Problem to work on: Repeat exactly the lines of the records below, starting at the line containing "Target: white trilby hat" and ending at the line containing "Target: hat crown". Leave the pictures out.

Information shown:

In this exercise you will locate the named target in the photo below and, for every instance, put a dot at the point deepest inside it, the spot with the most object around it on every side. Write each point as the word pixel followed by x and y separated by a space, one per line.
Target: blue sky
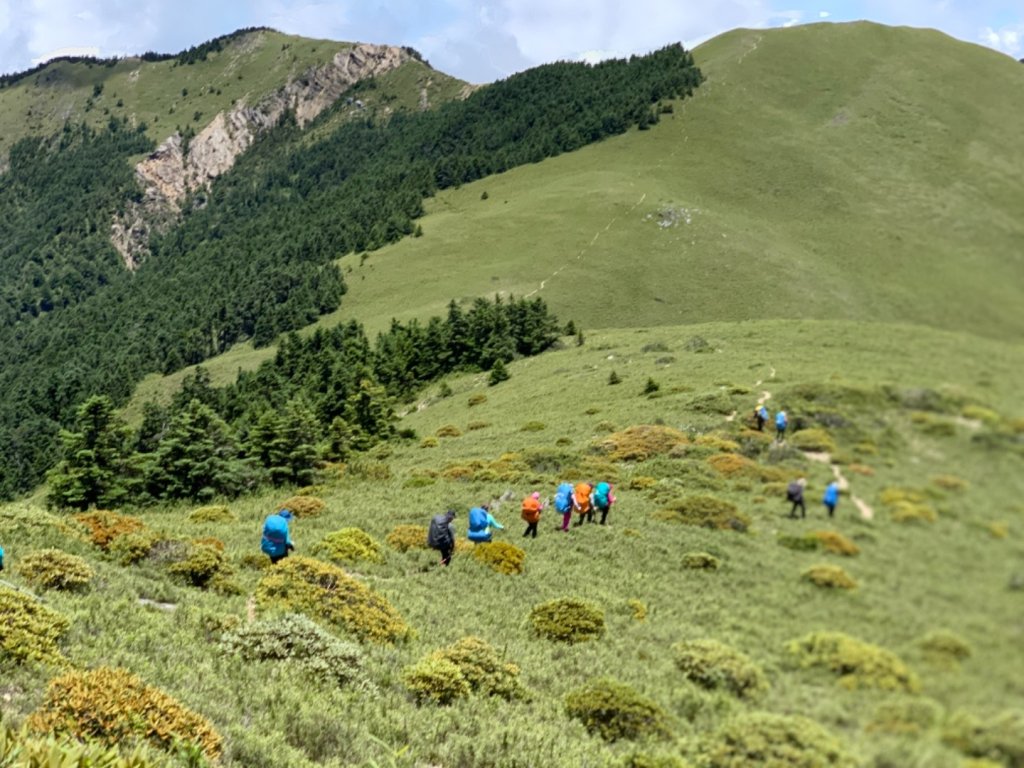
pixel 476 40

---

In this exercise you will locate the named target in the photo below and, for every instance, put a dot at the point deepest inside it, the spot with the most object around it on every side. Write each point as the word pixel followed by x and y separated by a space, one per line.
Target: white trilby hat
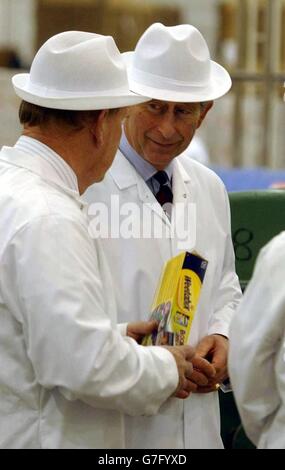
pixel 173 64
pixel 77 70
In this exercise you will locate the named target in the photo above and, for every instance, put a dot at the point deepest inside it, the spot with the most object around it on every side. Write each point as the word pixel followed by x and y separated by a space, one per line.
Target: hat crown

Result for this task:
Target: white trilby hat
pixel 173 64
pixel 77 70
In this exercise you will locate the named target in the photo above and, for every instance, put a dot at the point deepest inside it, the spot with the most object around it on every side. Write each point as the word pixel followed by x and y separated by a space, one per line.
Target: hat crown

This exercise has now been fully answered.